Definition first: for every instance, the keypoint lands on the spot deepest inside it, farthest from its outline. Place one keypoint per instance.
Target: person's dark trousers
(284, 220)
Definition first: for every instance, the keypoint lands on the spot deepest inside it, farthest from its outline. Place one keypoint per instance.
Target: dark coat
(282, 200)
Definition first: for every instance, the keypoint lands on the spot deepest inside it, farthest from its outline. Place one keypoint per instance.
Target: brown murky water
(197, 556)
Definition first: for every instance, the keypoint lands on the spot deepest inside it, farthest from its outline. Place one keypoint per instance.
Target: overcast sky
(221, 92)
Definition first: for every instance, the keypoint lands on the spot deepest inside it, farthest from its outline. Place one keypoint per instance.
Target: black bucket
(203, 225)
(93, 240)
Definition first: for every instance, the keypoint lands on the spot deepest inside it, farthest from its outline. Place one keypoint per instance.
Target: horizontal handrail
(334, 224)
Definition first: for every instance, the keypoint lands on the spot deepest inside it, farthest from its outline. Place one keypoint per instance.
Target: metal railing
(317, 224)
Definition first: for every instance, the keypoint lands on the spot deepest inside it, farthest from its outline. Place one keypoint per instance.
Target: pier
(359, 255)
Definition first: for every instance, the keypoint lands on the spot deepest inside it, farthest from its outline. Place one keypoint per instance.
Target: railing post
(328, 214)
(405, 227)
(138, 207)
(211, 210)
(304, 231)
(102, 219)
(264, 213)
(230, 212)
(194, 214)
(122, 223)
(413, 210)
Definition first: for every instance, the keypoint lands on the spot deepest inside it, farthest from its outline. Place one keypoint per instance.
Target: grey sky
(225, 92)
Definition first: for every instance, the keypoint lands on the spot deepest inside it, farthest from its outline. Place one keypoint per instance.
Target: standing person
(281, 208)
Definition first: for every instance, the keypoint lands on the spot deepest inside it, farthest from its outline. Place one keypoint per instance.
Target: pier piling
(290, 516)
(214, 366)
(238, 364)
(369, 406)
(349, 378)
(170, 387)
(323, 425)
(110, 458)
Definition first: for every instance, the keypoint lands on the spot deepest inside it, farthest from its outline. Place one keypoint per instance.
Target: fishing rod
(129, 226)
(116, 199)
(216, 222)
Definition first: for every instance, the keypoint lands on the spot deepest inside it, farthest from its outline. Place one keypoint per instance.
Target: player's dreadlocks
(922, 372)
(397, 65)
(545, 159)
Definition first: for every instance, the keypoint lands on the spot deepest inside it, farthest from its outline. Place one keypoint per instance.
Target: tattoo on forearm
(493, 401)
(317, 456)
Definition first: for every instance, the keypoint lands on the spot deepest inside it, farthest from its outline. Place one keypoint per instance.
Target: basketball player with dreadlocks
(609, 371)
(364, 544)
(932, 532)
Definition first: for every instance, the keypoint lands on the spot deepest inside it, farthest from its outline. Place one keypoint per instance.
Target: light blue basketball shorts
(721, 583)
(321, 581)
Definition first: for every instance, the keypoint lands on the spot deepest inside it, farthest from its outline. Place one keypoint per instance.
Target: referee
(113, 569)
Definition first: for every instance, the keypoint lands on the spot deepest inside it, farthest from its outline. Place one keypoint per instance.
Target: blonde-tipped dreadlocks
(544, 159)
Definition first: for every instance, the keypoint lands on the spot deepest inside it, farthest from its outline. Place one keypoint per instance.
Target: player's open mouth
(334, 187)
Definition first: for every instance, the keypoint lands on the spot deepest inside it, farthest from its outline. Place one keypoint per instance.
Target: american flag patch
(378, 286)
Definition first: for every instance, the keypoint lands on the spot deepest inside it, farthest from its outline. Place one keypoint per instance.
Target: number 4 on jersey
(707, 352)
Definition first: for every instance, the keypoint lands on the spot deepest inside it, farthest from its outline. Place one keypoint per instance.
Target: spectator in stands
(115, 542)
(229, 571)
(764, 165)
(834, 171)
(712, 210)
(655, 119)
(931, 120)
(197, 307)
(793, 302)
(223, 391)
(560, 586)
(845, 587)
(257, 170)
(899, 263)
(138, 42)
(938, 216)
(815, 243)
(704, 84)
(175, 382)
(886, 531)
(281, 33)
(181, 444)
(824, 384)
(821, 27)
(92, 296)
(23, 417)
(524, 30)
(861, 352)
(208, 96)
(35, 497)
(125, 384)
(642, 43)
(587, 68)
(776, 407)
────────
GOAL - Repeat the records above exactly, leaving none out.

WORKED SOLUTION -
Definition first: for every instance, the keypoint lands on the spot deepest inside it, farthest from its outline. Place one keypoint per instance.
Target: person's dark trousers
(284, 220)
Definition first: for every instance, the keypoint lands on the spot deepest inside it, farthest from its outline. Place one keypoint per instance.
Target: dark coat
(282, 200)
Definition first: for every instance, the keypoint lands on the spot deepest inside it, farthest from its outline. Place one keypoint per instance.
Target: brown murky water
(197, 556)
Definition first: for every instance, the keypoint lands on the spot deepest inside it, farthest from its outline. Place one keypoint per instance.
Target: overcast sky
(221, 92)
Definition first: for every instance, the keypoint lands on the spot deepest inside it, farthest from its outline. Place one keypoint per instance.
Target: black bucket
(203, 225)
(93, 240)
Definition first: for every instance, the keypoint lands on the spot deepest inside it, farthest from its outline. Place one keypoint per instance.
Target: horizontal handrail
(334, 224)
Definition first: for every instance, the keypoint lands on the spot deepest inside it, farthest from its outline. Place one keypoint per instance.
Target: metal railing
(317, 224)
Definition first: for every instance, the keypoint lands on the spot deepest inside it, farthest from its outline. Place one keypoint per instance.
Target: pier
(359, 255)
Definition first: for every instance, the keypoint lands on the spot deepest inside it, farthest from its outline. Place one keypoint per instance.
Target: railing post
(328, 214)
(405, 227)
(138, 207)
(211, 210)
(304, 231)
(102, 219)
(264, 213)
(230, 212)
(194, 214)
(122, 223)
(413, 210)
Definition first: for every instance, the keypoint lands on the spot deepest inside it, farthest from its outline. Place one keypoint per instance.
Target: grey sky
(225, 92)
Definition first: for every instance, the keypoint lands on the spot deepest inside it, farthest from its outline. Place one keypoint per instance.
Target: standing person
(281, 208)
Definition first: for every instance, the keypoint lands on the spot deepest inside it, farthest from its outline. Place one keypoint per instance.
Target: pier piling
(290, 516)
(214, 366)
(238, 364)
(369, 406)
(349, 378)
(170, 387)
(323, 425)
(110, 458)
Definition first: for every instance, the keypoint lands on the spot deepest inside it, farthest from its outline. Place one keypoint per instance.
Target: fishing rod
(129, 226)
(116, 199)
(216, 222)
Definition first: for every instance, the keypoint lands on the spot deepest inside it, farthest from its outline. Place one keypoint per instance.
Target: player's dreadlocks
(922, 372)
(397, 65)
(545, 159)
Definition first: for every instance, the keypoint lands on the spot deepest inside it, farthest from its outline. Place one keypoint per instance.
Target: tattoo on forearm
(493, 401)
(317, 456)
Definition first: for every instance, the keypoint lands on the spot deepest inside it, farthest from its outline. Place one keypoint per instance.
Target: basketball player with dreadlocks
(609, 371)
(364, 544)
(932, 532)
Definition first: for every instance, the keypoint lands on the spot deepest inside it, farthest from its outline. Place one keypoint per instance.
Target: light blue basketball shorts
(721, 583)
(321, 581)
Definition first: for every instance, the keypoint lands on the spot deepest inside it, farthest from its outline. Place one keypoint per instance.
Target: referee
(113, 569)
Definition first: for every instance, the keypoint lands on the spot deepest inside it, farthest from its outline. Place one keypoint per instance.
Target: blonde-tipped dreadlocks
(544, 159)
Definition first: for every instance, the keypoint lands on the spot deepest inside it, farthest from its outline. Place one keypoint per instance.
Target: player's open mouth
(334, 187)
Definition first: for every instance, the keypoint lands on the spot deepest inside it, farthest from its outline. Place one keypoint per instance.
Target: american flag patch
(378, 286)
Definition first: for every instance, the keypoint lands on the spot deepest inside it, farthest from its outline. Place one keypoint per instance.
Target: number 4 on jersey
(707, 352)
Definition first: for every instance, the keypoint lands on the spot deepest inside it, farthest from its outline. Place one keypoint per instance.
Target: spectator in stands
(115, 542)
(229, 571)
(764, 165)
(834, 171)
(712, 210)
(655, 119)
(931, 120)
(197, 307)
(793, 302)
(223, 391)
(560, 586)
(845, 587)
(257, 170)
(899, 263)
(138, 42)
(938, 216)
(815, 243)
(704, 84)
(175, 382)
(886, 531)
(281, 33)
(181, 444)
(824, 384)
(821, 27)
(92, 296)
(23, 417)
(524, 30)
(861, 352)
(208, 96)
(35, 497)
(125, 384)
(642, 43)
(587, 68)
(776, 407)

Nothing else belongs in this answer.